Given data:
◆ ◆ ◆ ◆ ◆ ◆ ◆
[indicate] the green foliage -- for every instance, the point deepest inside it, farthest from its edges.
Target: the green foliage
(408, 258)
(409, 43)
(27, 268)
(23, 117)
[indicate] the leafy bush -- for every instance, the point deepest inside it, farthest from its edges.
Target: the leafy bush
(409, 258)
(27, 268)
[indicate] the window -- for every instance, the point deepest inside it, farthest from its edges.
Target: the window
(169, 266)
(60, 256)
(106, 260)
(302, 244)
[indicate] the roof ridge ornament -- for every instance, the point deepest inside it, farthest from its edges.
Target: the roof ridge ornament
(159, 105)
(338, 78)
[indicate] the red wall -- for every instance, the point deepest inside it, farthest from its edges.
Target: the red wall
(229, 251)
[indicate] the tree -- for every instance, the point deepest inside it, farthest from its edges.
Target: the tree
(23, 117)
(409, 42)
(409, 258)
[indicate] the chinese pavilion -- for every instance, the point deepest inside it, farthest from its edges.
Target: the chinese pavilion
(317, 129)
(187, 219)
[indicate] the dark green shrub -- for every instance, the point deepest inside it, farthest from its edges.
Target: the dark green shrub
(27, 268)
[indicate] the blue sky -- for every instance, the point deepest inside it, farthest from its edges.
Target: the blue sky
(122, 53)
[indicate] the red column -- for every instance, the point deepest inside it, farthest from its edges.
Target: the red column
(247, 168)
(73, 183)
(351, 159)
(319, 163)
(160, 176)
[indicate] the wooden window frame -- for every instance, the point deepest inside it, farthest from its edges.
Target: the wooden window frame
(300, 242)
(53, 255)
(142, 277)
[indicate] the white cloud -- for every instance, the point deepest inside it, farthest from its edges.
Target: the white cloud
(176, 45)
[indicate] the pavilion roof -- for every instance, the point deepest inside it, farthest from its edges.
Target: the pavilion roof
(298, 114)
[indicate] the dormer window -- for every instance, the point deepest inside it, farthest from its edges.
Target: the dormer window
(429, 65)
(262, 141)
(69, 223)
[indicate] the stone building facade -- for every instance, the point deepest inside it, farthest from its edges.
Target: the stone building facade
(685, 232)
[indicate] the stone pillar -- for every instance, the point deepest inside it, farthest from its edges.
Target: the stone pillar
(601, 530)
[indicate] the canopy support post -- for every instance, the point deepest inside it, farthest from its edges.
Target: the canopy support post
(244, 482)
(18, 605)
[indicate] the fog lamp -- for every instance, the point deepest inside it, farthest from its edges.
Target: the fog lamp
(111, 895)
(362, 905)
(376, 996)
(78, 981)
◆ ◆ ◆ ◆ ◆ ◆ ◆
Assigned task:
Transcribe the listing. Every line must match exactly.

The answer:
[indicate] the green foliage -- for every instance, the point deepest inside it, farthest from its edges.
Target: the green foliage
(408, 258)
(409, 43)
(27, 268)
(23, 117)
[indicate] the leafy bush -- for every instance, the point deepest inside it, farthest from its edges.
Target: the leafy bush
(409, 258)
(27, 268)
[indicate] the window -- for every instance, the point deepest inside it, farthest from its edges.
Target: the window
(169, 266)
(60, 256)
(106, 260)
(302, 244)
[indicate] the roof ridge ornament -- for every instance, the point deepest inside it, farthest from its edges.
Target: the roof ridge ornament
(159, 105)
(338, 78)
[indicate] the red wall -- for every instance, the point deepest inside it, farthest from its edges.
Target: the red wall
(229, 251)
[indicate] the tree -- for every instance, the point deepest inside it, farthest from its edges.
Target: the tree
(23, 117)
(409, 42)
(409, 258)
[indicate] the chinese pavilion -- for every instance, the point deepest inside it, farthest from its edges.
Target: the chinese pavilion
(317, 129)
(187, 219)
[indicate] the dark green shrub -- for every instance, the point deepest inside it, farthest from its edges.
Target: the dark green shrub
(27, 268)
[indicate] the blue sky -- for every instance, the point deepest inside it, farthest from its edges.
Target: the blue sky
(122, 53)
[indicate] the red column -- for every instance, the point deepest inside it, farthest from its edges.
Target: the red column
(247, 168)
(73, 183)
(351, 159)
(319, 163)
(160, 176)
[indicate] the wooden window frame -- for every instance, the point deepest inside it, farthest from its edges.
Target: the wooden window frame
(300, 242)
(53, 255)
(142, 277)
[indicate] the white cloud -- for every instance, the point deepest inside it, farthest from its edges.
Target: the white cloud
(176, 45)
[indicate] the pavilion roof -- for every instance, the point deepest inside it, farthest from its edges.
Target: the pavilion roof
(298, 114)
[indicate] the dormer window -- for every instance, the point deepest inside it, farthest from its edges.
Target: the dormer window
(429, 65)
(262, 141)
(69, 223)
[indicate] the stone building facade -- for every instance, the point deepest inside it, farthest from its edges.
Target: the stone building facade
(685, 232)
[indicate] the stone pillar -- for every instance, the point deepest inside it, farthest from its edges.
Target: the stone pillar
(601, 530)
[indicate] the canopy support post -- for every instance, the point deepest inside it, farthest from its edges.
Target: the canopy support post
(244, 482)
(18, 605)
[indicate] the fog lamp -- for every instance, the point deepest inside it, farthest from its edges.
Target: the fog lamp
(111, 895)
(362, 905)
(376, 996)
(78, 981)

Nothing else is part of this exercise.